* Job: Each entry below is to be extracted exactly.

* Information provided:
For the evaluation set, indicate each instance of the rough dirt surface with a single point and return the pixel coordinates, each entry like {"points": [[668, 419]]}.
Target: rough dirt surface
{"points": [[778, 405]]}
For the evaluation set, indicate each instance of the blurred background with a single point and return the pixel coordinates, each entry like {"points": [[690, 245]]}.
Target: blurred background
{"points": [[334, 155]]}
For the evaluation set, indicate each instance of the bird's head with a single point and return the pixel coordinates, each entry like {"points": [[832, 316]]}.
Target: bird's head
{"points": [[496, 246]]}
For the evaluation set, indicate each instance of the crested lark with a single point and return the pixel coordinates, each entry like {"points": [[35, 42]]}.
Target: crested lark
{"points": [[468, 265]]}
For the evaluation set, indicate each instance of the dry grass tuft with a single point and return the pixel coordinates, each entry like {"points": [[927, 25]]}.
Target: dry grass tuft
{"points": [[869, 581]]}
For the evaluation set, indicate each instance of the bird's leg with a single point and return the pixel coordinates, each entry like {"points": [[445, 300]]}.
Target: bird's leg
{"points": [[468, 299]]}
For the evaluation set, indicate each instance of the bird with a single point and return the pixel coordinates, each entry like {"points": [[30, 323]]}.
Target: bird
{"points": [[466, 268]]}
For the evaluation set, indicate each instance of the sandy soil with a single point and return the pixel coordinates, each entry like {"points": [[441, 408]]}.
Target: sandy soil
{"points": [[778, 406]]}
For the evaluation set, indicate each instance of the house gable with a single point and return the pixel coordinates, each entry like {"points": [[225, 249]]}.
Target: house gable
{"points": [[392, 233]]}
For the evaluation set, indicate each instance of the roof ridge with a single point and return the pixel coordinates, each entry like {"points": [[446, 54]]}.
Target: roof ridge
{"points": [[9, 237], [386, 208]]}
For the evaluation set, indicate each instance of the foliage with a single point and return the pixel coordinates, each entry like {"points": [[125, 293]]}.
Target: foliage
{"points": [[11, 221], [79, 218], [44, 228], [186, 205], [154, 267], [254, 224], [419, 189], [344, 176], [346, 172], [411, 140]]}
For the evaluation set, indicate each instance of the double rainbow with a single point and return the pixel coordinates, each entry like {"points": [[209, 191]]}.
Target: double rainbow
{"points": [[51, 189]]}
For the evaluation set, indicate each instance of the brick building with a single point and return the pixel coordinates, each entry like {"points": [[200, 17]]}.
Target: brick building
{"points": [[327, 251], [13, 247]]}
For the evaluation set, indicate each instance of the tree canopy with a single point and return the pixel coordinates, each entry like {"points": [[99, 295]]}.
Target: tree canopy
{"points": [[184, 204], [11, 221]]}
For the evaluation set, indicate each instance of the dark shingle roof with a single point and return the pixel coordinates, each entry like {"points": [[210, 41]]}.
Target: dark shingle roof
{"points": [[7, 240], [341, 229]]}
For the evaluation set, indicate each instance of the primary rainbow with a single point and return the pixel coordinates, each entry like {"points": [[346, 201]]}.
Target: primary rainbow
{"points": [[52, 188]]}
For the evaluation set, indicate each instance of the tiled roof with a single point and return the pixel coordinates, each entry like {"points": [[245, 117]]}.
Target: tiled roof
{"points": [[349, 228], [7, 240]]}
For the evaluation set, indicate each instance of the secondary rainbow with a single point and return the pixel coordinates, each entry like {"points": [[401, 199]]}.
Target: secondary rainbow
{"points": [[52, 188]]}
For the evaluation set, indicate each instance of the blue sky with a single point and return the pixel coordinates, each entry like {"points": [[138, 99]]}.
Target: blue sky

* Result:
For the evaluation set, indicate each instance of the rough dirt surface with a single point and return the pixel coordinates, each entry like {"points": [[668, 419]]}.
Target: rough dirt surface
{"points": [[778, 405]]}
For the evaluation set, indicate each instance of the blurred background with a single point and return the pixel coordinates, each entry like {"points": [[690, 245]]}.
Target: blurred background
{"points": [[334, 155]]}
For the evaluation set, indicate each instance of the bird's head with a single point and return the pixel coordinates, each entry like {"points": [[832, 316]]}.
Target: bird's head
{"points": [[496, 246]]}
For the evaluation set, indicate each instance of the crested lark with a single point and return the pixel coordinates, each entry like {"points": [[35, 42]]}.
Target: crested lark
{"points": [[468, 265]]}
For the evaluation set, indicate each instance of the dry grass tuft with a single point and return the pixel coordinates, each entry like {"points": [[927, 25]]}.
Target: dry grass tuft
{"points": [[869, 581]]}
For the evaluation set, indicate each instance of the bird's leg with a single point and return the pixel coordinates, each entry like {"points": [[445, 300]]}.
Target: bird's leg
{"points": [[468, 299]]}
For the evaluation set, indicate each instance of the bird with a single point and return the pixel coordinates, each entry like {"points": [[30, 323]]}.
Target: bird
{"points": [[466, 268]]}
For the evaluation set, indicate each instance of the sandy soil with a single point and return the pixel coordinates, each entry like {"points": [[441, 408]]}.
Target: sandy soil
{"points": [[778, 406]]}
For the evaluation set, indicate each instance of the house gable with a single point and return the pixel coordinates, each entry like {"points": [[225, 249]]}.
Target: house gable
{"points": [[392, 233]]}
For the evaluation set, indicate each instance of the roof ridge with a single point and return the pixel coordinates, each entry like {"points": [[446, 54]]}.
Target: roof ridge
{"points": [[9, 237], [386, 208]]}
For the evaluation set, indicate each instance of the foliage with a single point and return the pixel coordinates, each entry like {"points": [[125, 293]]}.
Target: foliage
{"points": [[11, 221], [79, 218], [44, 228], [186, 205], [154, 267], [254, 224], [419, 189], [344, 176], [346, 172], [411, 140]]}
For the evaluation set, indicate each instance of the double rainbow with a single point and return the pixel coordinates, each entry like {"points": [[209, 191]]}.
Target: double rainbow
{"points": [[51, 189]]}
For the evaluation set, indicate each instance of the brick building with a single point and return the pixel coordinates, each entry like {"points": [[200, 17]]}.
Target: brick building
{"points": [[327, 251], [13, 247]]}
For the evaluation set, indicate each instance of the tree canopy with a single point and return the pixel coordinates, each entry like {"points": [[99, 295]]}.
Target: tree canopy
{"points": [[184, 204], [11, 221]]}
For the evaluation set, indicate each instance of the dark shingle roof with a single point and return the pixel coordinates, each entry like {"points": [[210, 41]]}.
Target: dark shingle roof
{"points": [[7, 240], [341, 229]]}
For the evaluation set, indicate each instance of the primary rainbow with a single point and return the pixel coordinates, each entry like {"points": [[346, 201]]}.
Target: primary rainbow
{"points": [[52, 188]]}
For the evaluation set, indicate each instance of the tiled roof with a single point and return the pixel coordinates, each entry like {"points": [[245, 117]]}.
Target: tiled roof
{"points": [[349, 228], [7, 240]]}
For the evaluation set, indicate each instance of the secondary rainbow with a single point and return the pixel coordinates, each entry like {"points": [[401, 199]]}.
Target: secondary rainbow
{"points": [[52, 188]]}
For the evaluation set, indicate each instance of the blue sky with a single point and return the pixel coordinates, each entry like {"points": [[138, 99]]}.
Target: blue sky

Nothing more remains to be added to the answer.